● What is asked
Collect each line of the records below that contains the string "every". Case matters.
start Information shown
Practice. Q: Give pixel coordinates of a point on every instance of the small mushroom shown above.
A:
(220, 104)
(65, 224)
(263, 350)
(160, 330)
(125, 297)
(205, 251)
end Information shown
start Information shown
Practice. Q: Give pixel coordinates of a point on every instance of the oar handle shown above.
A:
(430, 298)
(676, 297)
end Information shown
● Right answer
Practice. Q: Give pixel coordinates of a point on every instance of the small mushroom shown above.
Practice. Q: Give pixel coordinates of a point on every instance of the oar handle shown above.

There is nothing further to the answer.